SELECTED TEXT

● ● ● ●

Lilly Bets Big on Oral Obesity Drug in New $1.3B Nimbus Pact
The deal aims to crack the next frontier in weight-loss treatment, expanding Lilly's arsenal beyond its blockbuster injectable drugs Zepbound and Mounjaro.
Eli Lilly is deepening its investment in the next generation of weight-loss treatments, announcing a new research and licensing deal with Nimbus Therapeutics to develop a novel oral obesity drug. The partnership, which could be worth up to $1.3 billion, signals a major strategic push to dominate the rapidly growing market by offering an alternative to popular injectable therapies.
Under the terms announced Tuesday, Lilly will pay Nimbus Therapeutics $55 million in upfront and near-term milestone payments. Nimbus is also eligible for up to approximately $1.3 billion in additional payments based on development, commercial, and sales milestones, as well as tiered royalties on future global sales. The collaboration will leverage Nimbus's AI-driven drug discovery platform to advance an early-stage program targeting a novel pathway for metabolic diseases.
Shares of Eli Lilly rose on the news, trading up nearly 1% to over $1051 in midday trading Tuesday, pushing its market capitalization toward $970 billion. The move reflects investor confidence in Lilly's strategy to build on the success of its injectable GLP-1 agonists, Zepbound and Mounjaro, which have become blockbuster drugs for diabetes and weight loss.

● ● ● ●

EXERCISE DATA
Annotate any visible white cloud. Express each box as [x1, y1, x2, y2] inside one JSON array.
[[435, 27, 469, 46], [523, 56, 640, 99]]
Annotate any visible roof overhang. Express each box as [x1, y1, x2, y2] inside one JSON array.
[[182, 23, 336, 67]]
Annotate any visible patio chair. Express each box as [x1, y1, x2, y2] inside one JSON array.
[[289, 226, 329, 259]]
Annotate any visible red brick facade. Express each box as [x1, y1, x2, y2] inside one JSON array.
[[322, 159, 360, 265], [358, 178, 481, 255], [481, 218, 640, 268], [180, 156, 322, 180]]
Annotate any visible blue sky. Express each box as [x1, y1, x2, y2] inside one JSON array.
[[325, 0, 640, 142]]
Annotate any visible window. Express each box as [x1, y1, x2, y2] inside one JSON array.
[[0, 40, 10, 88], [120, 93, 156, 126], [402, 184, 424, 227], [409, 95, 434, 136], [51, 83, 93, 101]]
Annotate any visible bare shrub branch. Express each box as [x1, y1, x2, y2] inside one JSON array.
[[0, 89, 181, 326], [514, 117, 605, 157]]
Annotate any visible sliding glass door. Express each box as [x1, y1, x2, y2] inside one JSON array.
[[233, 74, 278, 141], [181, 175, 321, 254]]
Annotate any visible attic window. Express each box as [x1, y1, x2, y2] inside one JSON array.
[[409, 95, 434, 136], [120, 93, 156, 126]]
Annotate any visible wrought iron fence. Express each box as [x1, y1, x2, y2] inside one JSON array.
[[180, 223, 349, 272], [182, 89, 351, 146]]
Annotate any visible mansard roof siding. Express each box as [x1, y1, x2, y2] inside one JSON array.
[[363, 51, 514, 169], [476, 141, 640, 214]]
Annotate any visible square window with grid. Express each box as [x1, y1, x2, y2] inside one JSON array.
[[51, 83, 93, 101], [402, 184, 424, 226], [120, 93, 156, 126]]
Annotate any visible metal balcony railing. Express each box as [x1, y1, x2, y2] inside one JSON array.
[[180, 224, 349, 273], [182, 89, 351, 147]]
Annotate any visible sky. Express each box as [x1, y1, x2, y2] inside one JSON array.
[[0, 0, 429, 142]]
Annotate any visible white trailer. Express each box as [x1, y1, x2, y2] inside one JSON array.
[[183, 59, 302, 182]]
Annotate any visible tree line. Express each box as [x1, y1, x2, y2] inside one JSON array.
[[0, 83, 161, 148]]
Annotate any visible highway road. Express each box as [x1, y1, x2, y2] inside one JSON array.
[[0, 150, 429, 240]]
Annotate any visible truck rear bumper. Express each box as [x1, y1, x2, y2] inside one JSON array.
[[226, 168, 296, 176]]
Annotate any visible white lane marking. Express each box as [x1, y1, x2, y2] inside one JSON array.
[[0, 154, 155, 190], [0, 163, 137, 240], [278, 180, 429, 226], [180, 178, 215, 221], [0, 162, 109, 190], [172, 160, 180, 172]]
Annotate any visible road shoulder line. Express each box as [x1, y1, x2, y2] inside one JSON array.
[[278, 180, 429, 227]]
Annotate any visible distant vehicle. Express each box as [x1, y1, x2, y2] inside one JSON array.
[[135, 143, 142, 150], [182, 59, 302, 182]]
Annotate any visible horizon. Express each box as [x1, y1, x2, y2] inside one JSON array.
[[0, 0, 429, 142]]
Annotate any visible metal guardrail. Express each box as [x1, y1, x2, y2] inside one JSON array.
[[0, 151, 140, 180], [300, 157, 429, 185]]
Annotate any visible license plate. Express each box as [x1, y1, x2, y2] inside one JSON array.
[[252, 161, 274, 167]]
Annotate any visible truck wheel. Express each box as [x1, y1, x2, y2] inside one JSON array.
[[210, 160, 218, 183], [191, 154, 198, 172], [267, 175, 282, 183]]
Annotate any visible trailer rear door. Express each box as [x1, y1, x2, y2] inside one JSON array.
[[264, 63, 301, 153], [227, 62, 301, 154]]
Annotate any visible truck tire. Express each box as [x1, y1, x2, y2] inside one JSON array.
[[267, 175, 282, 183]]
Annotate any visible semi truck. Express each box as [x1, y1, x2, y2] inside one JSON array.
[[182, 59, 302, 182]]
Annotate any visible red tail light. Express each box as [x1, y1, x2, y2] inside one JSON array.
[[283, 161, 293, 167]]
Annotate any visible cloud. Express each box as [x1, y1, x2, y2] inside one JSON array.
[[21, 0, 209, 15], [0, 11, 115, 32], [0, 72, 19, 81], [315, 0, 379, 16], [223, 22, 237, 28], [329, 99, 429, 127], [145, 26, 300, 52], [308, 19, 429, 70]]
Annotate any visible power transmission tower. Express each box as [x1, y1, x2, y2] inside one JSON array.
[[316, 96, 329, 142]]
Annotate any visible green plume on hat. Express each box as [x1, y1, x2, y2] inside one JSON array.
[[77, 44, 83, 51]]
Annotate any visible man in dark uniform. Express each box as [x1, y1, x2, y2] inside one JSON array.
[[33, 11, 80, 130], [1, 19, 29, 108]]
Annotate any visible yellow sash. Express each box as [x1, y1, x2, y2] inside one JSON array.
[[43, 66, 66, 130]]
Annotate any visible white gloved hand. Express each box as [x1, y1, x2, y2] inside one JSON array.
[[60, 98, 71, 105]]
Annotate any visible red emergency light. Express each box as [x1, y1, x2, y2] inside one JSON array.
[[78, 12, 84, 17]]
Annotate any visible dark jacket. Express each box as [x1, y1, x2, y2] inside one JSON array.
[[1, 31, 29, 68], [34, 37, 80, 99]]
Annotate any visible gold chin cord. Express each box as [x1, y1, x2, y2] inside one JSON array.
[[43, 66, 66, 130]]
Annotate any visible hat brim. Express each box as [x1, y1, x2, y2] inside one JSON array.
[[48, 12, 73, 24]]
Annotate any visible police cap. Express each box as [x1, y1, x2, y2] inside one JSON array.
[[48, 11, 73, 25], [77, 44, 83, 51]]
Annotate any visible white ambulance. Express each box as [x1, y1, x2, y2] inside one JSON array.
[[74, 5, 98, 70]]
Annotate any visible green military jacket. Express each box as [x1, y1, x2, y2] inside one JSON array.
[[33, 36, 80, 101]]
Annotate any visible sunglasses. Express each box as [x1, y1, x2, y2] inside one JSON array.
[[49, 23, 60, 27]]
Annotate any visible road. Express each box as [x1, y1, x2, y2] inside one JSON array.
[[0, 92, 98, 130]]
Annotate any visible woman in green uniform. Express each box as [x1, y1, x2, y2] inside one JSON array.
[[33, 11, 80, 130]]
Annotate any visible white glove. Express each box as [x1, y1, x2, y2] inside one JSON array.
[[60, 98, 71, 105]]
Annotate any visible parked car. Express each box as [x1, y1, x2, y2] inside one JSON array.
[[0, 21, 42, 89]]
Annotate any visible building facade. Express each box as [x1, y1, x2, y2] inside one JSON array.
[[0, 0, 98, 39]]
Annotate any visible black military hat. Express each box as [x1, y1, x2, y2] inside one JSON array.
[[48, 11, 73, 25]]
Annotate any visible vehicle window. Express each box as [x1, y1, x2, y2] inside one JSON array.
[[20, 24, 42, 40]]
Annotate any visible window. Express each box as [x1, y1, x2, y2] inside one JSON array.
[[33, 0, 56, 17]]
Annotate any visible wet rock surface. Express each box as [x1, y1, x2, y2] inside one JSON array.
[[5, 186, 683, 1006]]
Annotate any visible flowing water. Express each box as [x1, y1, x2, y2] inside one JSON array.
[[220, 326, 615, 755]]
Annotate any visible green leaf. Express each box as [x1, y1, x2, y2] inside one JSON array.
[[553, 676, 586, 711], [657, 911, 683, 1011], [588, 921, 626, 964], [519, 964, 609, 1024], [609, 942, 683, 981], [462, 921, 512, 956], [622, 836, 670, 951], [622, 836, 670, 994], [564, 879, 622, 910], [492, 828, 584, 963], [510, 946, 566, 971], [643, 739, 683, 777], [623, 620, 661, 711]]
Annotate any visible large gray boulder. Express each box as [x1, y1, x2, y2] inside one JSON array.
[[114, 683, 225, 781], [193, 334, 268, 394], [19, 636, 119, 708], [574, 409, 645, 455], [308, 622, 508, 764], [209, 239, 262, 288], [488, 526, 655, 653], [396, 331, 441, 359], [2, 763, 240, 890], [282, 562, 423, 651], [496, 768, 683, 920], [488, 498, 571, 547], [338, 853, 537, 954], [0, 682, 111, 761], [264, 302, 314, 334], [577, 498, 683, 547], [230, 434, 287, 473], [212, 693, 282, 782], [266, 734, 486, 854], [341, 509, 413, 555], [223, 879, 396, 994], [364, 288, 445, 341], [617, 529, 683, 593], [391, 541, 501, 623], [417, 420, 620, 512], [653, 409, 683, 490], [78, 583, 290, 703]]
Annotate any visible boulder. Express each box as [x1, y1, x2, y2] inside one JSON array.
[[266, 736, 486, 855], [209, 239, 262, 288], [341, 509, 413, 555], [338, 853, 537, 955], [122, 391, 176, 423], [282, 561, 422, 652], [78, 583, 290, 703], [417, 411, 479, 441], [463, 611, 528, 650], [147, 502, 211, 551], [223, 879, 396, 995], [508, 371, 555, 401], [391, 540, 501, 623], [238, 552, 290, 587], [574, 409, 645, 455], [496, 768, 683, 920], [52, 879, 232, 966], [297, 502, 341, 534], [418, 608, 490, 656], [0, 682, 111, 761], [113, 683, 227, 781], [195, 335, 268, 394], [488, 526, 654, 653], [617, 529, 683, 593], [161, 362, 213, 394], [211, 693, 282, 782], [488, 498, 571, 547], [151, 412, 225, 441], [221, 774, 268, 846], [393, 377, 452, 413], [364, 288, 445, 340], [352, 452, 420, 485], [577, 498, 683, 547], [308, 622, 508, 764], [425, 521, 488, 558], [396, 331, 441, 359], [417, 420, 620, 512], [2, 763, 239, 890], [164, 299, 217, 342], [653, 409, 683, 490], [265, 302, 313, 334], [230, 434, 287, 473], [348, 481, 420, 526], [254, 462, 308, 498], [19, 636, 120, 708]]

● ● ● ●

TASK
Reproduce the entire article above on Lilly's deal with Nimbus Therapeutics, word for word.

RESPONSE BELOW
Lilly Bets Big on Oral Obesity Drug in New $1.3B Nimbus Pact
The deal aims to crack the next frontier in weight-loss treatment, expanding Lilly's arsenal beyond its blockbuster injectable drugs Zepbound and Mounjaro.
Eli Lilly is deepening its investment in the next generation of weight-loss treatments, announcing a new research and licensing deal with Nimbus Therapeutics to develop a novel oral obesity drug. The partnership, which could be worth up to $1.3 billion, signals a major strategic push to dominate the rapidly growing market by offering an alternative to popular injectable therapies.
Under the terms announced Tuesday, Lilly will pay Nimbus Therapeutics $55 million in upfront and near-term milestone payments. Nimbus is also eligible for up to approximately $1.3 billion in additional payments based on development, commercial, and sales milestones, as well as tiered royalties on future global sales. The collaboration will leverage Nimbus's AI-driven drug discovery platform to advance an early-stage program targeting a novel pathway for metabolic diseases.
Shares of Eli Lilly rose on the news, trading up nearly 1% to over $1051 in midday trading Tuesday, pushing its market capitalization toward $970 billion. The move reflects investor confidence in Lilly's strategy to build on the success of its injectable GLP-1 agonists, Zepbound and Mounjaro, which have become blockbuster drugs for diabetes and weight loss.